> EXERCISE REQUIREMENTS
Below are entries with pictures among them; reproduce exactly, and only, the lines from the one containing "Draw the outline of every instance of the white wall" down to the one containing "Draw the outline of every instance of the white banister", without the pictures.

=== Section Start ===

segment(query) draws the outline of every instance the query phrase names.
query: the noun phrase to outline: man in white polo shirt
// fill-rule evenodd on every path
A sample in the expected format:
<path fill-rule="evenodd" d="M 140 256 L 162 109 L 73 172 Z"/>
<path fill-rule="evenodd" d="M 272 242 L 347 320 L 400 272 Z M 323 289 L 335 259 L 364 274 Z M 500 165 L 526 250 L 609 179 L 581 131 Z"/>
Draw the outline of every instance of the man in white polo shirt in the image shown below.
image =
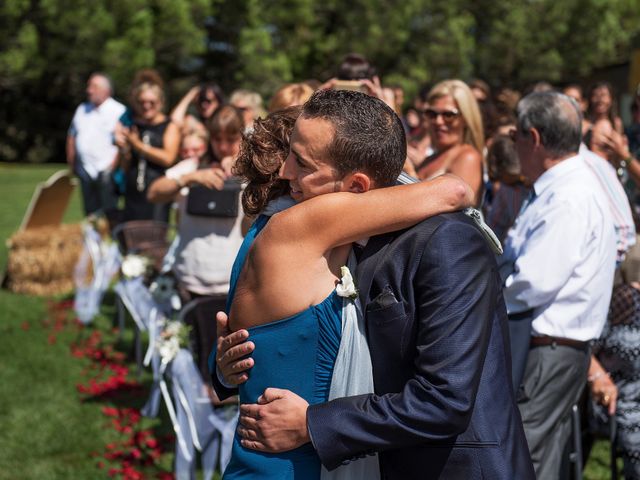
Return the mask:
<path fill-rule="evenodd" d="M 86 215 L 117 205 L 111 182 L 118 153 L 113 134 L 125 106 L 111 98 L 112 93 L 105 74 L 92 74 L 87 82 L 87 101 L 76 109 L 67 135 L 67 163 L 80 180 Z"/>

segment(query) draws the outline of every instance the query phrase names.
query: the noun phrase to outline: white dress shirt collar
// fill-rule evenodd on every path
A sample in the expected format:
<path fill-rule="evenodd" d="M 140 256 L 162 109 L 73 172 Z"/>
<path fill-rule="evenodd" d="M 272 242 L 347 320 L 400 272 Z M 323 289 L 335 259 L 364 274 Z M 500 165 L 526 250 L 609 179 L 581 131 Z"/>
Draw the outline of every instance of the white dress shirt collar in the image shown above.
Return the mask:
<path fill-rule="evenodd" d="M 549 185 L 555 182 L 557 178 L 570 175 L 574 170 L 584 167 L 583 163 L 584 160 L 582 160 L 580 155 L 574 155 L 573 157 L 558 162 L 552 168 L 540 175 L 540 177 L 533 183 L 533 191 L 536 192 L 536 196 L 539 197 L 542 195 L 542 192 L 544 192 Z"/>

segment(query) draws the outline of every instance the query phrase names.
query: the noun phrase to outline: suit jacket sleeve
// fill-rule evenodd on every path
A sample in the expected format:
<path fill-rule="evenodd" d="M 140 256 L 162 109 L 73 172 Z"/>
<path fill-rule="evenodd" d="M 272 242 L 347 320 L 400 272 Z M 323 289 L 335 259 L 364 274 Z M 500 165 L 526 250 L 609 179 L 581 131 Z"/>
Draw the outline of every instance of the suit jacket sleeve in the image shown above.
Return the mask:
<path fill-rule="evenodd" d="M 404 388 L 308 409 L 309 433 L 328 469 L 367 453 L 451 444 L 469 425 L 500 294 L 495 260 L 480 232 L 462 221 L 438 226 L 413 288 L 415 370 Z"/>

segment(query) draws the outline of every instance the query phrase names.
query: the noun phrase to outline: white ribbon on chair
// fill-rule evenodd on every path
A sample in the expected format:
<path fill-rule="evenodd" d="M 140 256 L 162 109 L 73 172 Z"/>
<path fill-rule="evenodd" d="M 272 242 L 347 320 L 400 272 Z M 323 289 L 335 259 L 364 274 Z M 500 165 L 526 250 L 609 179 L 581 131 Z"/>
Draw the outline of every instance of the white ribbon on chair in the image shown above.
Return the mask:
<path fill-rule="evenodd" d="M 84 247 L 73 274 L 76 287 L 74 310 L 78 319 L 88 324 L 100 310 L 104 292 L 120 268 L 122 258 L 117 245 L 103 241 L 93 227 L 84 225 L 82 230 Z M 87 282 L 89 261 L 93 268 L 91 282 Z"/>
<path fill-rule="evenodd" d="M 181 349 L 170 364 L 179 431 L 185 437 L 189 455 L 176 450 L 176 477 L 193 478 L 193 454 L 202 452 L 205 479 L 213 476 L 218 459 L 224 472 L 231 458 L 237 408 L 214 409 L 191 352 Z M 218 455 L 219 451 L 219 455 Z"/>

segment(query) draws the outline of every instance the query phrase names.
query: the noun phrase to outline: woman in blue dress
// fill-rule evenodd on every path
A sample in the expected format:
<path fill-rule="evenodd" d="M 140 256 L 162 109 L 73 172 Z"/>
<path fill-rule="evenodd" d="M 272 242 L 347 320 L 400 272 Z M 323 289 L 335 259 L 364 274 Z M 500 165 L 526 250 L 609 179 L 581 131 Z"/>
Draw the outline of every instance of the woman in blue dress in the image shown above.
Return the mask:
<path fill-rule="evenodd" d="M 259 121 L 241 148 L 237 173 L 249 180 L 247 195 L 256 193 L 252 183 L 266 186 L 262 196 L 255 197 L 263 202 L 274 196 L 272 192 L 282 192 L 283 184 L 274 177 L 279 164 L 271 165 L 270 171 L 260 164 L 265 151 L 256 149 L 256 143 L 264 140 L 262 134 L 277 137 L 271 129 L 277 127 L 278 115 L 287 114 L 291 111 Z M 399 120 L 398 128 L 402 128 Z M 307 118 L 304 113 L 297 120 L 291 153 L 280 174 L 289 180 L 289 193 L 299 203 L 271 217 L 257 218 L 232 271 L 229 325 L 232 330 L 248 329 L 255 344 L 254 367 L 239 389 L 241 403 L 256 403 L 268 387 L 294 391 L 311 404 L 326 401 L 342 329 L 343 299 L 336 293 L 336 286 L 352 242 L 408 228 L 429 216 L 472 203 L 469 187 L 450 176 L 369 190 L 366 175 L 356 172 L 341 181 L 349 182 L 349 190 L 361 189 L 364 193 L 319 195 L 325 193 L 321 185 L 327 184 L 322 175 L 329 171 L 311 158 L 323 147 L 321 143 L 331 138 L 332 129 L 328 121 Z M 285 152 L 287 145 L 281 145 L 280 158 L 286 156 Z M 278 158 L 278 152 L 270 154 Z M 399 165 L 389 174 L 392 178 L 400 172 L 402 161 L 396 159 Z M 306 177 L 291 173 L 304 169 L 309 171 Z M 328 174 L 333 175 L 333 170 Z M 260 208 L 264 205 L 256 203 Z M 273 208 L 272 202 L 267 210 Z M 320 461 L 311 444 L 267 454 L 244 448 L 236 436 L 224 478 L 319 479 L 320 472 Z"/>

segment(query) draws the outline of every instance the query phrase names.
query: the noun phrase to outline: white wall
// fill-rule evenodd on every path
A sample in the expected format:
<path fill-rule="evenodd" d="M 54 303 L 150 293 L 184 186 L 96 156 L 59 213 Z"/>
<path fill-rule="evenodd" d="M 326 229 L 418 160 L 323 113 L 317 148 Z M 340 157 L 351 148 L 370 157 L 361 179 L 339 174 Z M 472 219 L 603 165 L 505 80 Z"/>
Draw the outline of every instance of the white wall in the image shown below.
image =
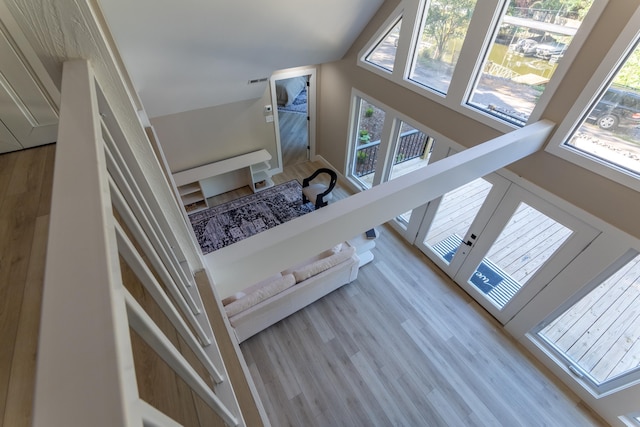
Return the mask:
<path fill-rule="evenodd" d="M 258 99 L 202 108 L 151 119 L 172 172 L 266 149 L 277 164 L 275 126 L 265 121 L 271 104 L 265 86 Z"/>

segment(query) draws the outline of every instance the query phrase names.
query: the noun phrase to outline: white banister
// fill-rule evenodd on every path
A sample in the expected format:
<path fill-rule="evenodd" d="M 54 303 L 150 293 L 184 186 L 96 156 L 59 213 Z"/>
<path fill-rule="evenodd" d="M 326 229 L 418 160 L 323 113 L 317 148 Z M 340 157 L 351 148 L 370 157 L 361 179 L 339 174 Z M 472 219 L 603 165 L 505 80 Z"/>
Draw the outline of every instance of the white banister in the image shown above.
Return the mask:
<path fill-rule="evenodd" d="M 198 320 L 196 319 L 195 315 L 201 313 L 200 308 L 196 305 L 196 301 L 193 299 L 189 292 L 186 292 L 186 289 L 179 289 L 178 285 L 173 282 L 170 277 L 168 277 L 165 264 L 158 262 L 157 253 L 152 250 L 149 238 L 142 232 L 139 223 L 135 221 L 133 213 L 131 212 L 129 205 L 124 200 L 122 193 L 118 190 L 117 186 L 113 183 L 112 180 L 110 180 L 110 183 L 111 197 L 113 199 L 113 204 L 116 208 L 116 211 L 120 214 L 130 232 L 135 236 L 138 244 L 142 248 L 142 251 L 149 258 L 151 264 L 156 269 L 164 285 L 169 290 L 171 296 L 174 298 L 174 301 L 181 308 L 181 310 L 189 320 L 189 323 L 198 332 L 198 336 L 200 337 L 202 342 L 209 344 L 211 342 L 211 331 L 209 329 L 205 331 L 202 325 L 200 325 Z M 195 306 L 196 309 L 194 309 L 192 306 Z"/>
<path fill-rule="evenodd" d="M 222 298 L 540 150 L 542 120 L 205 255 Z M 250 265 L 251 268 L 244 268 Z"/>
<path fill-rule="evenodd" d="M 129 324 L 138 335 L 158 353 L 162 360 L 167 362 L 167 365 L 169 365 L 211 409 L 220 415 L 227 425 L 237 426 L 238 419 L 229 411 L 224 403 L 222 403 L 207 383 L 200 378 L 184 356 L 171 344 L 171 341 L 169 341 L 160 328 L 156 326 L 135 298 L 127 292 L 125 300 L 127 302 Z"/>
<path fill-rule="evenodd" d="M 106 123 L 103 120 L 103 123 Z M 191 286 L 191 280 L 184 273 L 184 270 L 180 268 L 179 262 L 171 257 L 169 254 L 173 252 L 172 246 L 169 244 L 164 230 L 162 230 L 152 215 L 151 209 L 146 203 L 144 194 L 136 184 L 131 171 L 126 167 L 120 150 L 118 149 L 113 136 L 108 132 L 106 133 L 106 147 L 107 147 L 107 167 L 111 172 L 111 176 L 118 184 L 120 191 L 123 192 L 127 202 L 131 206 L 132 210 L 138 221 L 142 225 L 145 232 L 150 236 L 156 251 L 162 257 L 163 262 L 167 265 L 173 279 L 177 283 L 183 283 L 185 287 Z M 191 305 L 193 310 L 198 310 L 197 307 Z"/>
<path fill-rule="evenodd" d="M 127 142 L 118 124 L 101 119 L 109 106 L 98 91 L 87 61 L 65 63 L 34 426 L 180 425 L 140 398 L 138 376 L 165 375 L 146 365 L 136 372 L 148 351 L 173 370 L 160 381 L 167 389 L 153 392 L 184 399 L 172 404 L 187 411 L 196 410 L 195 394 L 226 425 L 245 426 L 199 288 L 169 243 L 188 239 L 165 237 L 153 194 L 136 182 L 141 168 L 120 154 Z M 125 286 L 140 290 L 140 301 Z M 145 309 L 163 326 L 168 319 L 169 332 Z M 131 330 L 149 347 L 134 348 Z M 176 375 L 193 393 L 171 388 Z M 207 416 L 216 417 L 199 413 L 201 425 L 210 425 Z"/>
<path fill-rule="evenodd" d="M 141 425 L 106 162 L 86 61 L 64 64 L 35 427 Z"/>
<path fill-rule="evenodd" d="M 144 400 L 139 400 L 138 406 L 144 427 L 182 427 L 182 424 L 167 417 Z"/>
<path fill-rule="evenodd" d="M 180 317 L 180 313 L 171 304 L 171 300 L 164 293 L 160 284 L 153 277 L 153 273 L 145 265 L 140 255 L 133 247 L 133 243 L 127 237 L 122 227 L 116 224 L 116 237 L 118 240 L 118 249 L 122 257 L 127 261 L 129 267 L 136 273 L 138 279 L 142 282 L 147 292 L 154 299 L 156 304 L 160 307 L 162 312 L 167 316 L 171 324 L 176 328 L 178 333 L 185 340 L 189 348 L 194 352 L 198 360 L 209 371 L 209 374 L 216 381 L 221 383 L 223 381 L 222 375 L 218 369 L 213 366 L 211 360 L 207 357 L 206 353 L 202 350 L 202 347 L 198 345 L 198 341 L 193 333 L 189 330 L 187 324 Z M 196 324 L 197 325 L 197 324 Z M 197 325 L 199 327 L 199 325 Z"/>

=== Section End ===

> ANSWER TO THIS TASK
Draw the outline of every instance of the white wall in the image shown below.
image =
Return the mask:
<path fill-rule="evenodd" d="M 258 99 L 202 108 L 151 119 L 172 172 L 266 149 L 277 164 L 275 126 L 265 121 L 271 104 L 265 86 Z"/>

segment(query) draws the outline of every instance the query phrase names.
query: the noun phrase to outline: white banister
// fill-rule evenodd on every path
A sample in the expected format:
<path fill-rule="evenodd" d="M 54 303 L 150 293 L 184 186 L 96 156 L 59 213 Z"/>
<path fill-rule="evenodd" d="M 326 229 L 418 160 L 323 113 L 317 148 Z M 340 157 L 351 148 L 370 157 L 361 179 L 339 174 Z M 472 219 L 603 165 L 505 80 Z"/>
Draw the outline of every instance of the white banister in the image shown above.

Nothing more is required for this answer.